-- start of The data --

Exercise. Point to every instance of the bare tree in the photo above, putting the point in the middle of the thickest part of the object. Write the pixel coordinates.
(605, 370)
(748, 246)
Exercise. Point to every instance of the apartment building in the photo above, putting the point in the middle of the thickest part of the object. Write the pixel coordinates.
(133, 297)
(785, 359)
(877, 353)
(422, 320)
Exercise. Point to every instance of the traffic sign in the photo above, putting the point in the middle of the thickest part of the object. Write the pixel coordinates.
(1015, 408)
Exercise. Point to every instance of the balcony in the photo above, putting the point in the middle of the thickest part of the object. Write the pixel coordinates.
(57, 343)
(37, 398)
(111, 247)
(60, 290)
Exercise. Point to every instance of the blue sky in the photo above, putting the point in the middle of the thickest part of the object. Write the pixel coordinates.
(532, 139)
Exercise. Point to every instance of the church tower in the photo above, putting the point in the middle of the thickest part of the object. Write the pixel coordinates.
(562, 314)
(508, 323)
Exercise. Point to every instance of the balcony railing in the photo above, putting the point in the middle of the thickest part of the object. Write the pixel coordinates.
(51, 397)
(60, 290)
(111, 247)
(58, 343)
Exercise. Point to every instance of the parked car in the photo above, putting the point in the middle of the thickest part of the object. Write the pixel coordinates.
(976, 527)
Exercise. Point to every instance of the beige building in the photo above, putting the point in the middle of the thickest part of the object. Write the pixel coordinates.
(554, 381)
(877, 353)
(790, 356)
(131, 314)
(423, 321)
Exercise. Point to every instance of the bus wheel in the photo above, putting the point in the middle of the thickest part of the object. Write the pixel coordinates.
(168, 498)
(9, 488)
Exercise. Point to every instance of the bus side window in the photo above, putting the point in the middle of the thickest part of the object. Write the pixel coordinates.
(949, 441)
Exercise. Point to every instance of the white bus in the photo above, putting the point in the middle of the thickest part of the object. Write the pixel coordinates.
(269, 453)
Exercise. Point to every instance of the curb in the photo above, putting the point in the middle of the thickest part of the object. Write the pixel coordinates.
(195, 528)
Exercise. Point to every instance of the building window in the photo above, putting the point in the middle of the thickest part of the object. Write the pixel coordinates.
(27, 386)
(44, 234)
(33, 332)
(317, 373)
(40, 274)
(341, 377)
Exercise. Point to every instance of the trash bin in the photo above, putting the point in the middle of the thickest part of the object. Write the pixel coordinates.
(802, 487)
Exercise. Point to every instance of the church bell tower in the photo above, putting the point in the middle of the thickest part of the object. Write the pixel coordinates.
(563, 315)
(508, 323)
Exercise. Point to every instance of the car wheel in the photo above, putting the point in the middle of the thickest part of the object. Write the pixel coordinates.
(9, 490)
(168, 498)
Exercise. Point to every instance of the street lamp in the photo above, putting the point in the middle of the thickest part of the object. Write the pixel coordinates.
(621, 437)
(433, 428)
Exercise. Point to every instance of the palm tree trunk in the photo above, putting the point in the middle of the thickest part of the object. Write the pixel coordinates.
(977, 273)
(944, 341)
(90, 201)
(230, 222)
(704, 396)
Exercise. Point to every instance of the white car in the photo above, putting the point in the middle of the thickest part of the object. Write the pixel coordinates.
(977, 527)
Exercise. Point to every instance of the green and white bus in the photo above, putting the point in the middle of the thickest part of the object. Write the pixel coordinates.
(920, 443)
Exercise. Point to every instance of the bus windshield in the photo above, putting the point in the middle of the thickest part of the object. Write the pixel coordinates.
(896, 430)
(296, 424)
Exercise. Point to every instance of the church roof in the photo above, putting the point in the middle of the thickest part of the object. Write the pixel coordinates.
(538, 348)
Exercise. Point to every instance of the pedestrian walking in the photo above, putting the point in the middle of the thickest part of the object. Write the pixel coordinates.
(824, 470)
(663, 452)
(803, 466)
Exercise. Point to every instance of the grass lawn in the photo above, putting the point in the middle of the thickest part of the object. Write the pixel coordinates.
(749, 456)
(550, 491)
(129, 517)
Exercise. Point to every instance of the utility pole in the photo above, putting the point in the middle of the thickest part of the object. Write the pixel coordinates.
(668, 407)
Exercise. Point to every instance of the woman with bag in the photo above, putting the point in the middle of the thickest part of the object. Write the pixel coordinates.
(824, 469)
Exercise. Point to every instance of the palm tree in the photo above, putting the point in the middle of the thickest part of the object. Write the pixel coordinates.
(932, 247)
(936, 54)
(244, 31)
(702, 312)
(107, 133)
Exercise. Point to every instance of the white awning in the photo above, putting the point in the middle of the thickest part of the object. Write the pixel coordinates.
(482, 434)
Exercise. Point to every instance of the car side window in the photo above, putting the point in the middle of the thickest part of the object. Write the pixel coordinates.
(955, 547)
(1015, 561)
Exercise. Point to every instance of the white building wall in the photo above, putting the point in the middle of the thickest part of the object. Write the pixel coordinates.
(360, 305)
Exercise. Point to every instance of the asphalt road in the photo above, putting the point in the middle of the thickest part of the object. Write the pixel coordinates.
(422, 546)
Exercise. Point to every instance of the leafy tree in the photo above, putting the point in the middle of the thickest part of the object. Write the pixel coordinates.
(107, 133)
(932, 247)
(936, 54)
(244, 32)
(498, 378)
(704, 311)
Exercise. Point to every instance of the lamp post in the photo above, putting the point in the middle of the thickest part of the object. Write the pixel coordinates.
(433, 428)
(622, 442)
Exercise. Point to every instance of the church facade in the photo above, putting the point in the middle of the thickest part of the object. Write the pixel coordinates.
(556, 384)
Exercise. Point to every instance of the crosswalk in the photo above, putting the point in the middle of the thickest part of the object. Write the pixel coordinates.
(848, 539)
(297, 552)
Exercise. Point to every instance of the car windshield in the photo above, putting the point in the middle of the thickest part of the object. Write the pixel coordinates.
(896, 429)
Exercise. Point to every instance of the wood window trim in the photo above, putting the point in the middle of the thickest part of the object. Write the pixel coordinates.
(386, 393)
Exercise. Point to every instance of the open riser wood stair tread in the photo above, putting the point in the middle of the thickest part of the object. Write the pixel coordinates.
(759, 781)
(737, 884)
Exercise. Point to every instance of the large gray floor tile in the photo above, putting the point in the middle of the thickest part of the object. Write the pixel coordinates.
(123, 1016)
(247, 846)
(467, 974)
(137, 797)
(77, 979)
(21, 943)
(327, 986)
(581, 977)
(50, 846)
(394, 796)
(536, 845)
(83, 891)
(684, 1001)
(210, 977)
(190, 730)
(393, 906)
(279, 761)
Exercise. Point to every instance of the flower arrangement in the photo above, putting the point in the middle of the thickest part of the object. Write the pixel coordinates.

-- end of The data --

Task prompt:
Print all of the lines above, unchanged and in the same order.

The response:
Exercise. Point to every instance of the bare tree in the photo above, putting the point in the middle of the thickest part of the object. Write the pixel coordinates.
(605, 370)
(748, 246)
Exercise. Point to every instance of the apartment building in the photo above, putting the point in the middle of the thickest part of the object. Write the pixel coordinates.
(133, 297)
(785, 359)
(877, 353)
(422, 320)
Exercise. Point to every instance of the traffic sign in the photo above, putting the point in the middle of the thickest part of the object. Write the pixel coordinates.
(1015, 408)
Exercise. Point to every instance of the balcony in the photo above, putting the point in the middle of the thickest part of the object. Write the pixel coordinates.
(57, 343)
(37, 398)
(111, 247)
(60, 290)
Exercise. Point to every instance of the blue sky in the photo above, putting the point in the middle of the thickest part of the object. Write the pixel coordinates.
(532, 139)
Exercise. Point to every instance of the church tower in the photo above, putting the point in the middle of the thickest part of the object. Write the pixel coordinates.
(562, 314)
(508, 323)
Exercise. Point to every instance of the balcony railing in the photo above, putting the point in the middle of the thickest part of the object. Write the pixel coordinates.
(51, 397)
(60, 290)
(111, 247)
(58, 343)
Exercise. Point to every instance of the parked car in the photo above, putting the point in the middle of the thickest part of the object. Write the pixel coordinates.
(976, 527)
Exercise. Point to every instance of the beige building in the photo above, putting the point in the middle of the thickest part of the object. Write the pixel coordinates.
(554, 381)
(877, 353)
(790, 356)
(131, 314)
(423, 321)
Exercise. Point to every instance of the bus wheel in the photo above, putting the point in the middle of the thickest part of the object. Write the pixel coordinates.
(168, 498)
(9, 488)
Exercise. Point to every instance of the bus side window in the photo above, putting the point in the middle of the thickest part of the object. Write the pixel coordinates.
(949, 441)
Exercise. Point to every instance of the white bus in the photo above, putting the point in the middle of the thickest part of the object. Write the pixel coordinates.
(269, 453)
Exercise. Point to every instance of the curb in the photo above, putting the point in the middle of the thickest part of the object. Write the pixel coordinates.
(195, 528)
Exercise. Point to every instance of the building window in the photo above, putting the point in the middle of the thickest part of the object. Write the pixel coordinates.
(27, 386)
(44, 234)
(33, 332)
(317, 373)
(40, 274)
(341, 377)
Exercise. Point to every instance of the trash bin in the photo above, putting the point in the middle of the thickest part of the object. Write the pixel coordinates.
(802, 487)
Exercise. Point to every instance of the church bell tower in the photo above, putting the point in the middle of the thickest part of the object. Write the pixel coordinates.
(563, 315)
(508, 323)
Exercise. Point to every instance of the car wheel in the photo above, putting the point in the middle of the thickest part of the object. Write the pixel coordinates.
(9, 490)
(168, 498)
Exercise. Point to every instance of the street lamp in the photo above, putting the point in the middle of the thickest part of the object. Write the pixel coordinates.
(621, 437)
(433, 428)
Exercise. Point to every instance of the palm tree trunk in the photo above, putting the point in the middle of the thickest part of the object. Write the pixel coordinates.
(977, 273)
(944, 341)
(90, 201)
(230, 222)
(704, 396)
Exercise. Point to every instance of the white car in the photo above, putting the point in the middle of the thickest part of the object. Write the pixel coordinates.
(977, 527)
Exercise. Point to every instance of the green and white bus in the photo above, putting the point in the middle of the thickest part of the object. Write the pixel coordinates.
(920, 443)
Exercise. Point to every instance of the bus windshield in the photo above, putting the point in the middle of the thickest part of the object. Write the pixel coordinates.
(896, 430)
(296, 424)
Exercise. Point to every instance of the church roof in the photo above, putting the point in the middle of the thickest part of the object. Write the pixel coordinates.
(538, 348)
Exercise. Point to every instance of the pedestrian walking in the photo above, putting the point in the middle of the thickest part of the object. Write the pixel coordinates.
(824, 470)
(663, 452)
(803, 466)
Exercise. Point to every instance of the grass lawn in the photo above, putting the point in the middle of the thickest part of the object. Write the pixel coordinates.
(749, 456)
(550, 491)
(129, 517)
Exercise. Point to every instance of the utility pole in the photo above, putting the point in the middle of the thickest part of the object. Write the pixel coordinates.
(668, 407)
Exercise. Point to every instance of the woman with bag in the photo above, putting the point in the middle of the thickest part of the object. Write the pixel coordinates.
(824, 469)
Exercise. Point to every instance of the palm tree in the photo above, putting the point in the middle of the thickest part of the object. Write the pixel coordinates.
(932, 247)
(936, 54)
(244, 31)
(702, 312)
(107, 133)
Exercise. Point to every instance of the white awning in the photo above, putting the point in the middle of the thickest part of the object. Write the pixel coordinates.
(482, 434)
Exercise. Point to every instance of the car side window in the photo above, putting the point in the middle of the thickest part of the object. Write the pixel coordinates.
(955, 547)
(1015, 561)
Exercise. Point to every instance of the white building wall in the photo above, putting the point in the middle of the thickest part of the object. Write the pixel coordinates.
(360, 305)
Exercise. Point to every instance of the asphalt road in the photo above, putting the point in the middle of the thickest part of the object. Write the pixel coordinates.
(422, 546)
Exercise. Point to every instance of the leafy tree in the photo above, putting the point in the middle of the thickest part of the object. Write the pixel coordinates.
(107, 133)
(932, 247)
(936, 54)
(244, 32)
(498, 378)
(704, 311)
Exercise. Point to every instance of the lamp post in the photo above, putting the point in the middle of the thickest part of the object. Write the pixel coordinates.
(433, 428)
(622, 442)
Exercise. Point to every instance of the church facade in the photo above, putting the point in the middle of the thickest part of the object. Write the pixel coordinates.
(556, 384)
Exercise. Point to every instance of the crosswalk in the photo above, putting the point in the middle of the thickest part of the object. Write the pixel coordinates.
(848, 539)
(297, 552)
Exercise. Point to every instance of the car windshield in the photo above, putting the point in the middle of the thickest part of the object. Write the pixel coordinates.
(896, 429)
Exercise. Point to every instance of the wood window trim in the photo above, putting the point in the middle of the thickest part of the object. Write the pixel coordinates.
(386, 393)
Exercise. Point to every instance of the open riser wood stair tread in the photo above, putting the point in the middle of the thickest part of the object. Write the pixel coordinates.
(759, 781)
(737, 884)
Exercise. Point to every instance of the large gray floor tile in the photo above, putting the point in the middle of the thickest part of the object. Write the pixel coordinates.
(123, 1016)
(247, 846)
(467, 974)
(137, 797)
(77, 979)
(21, 943)
(327, 986)
(581, 977)
(50, 846)
(394, 796)
(536, 845)
(83, 891)
(684, 1001)
(210, 977)
(190, 730)
(393, 906)
(279, 761)
Exercise. Point to every instance of the flower arrangement in the photo above, putting the point in the middle of the thickest part of the object. Write the pixel coordinates.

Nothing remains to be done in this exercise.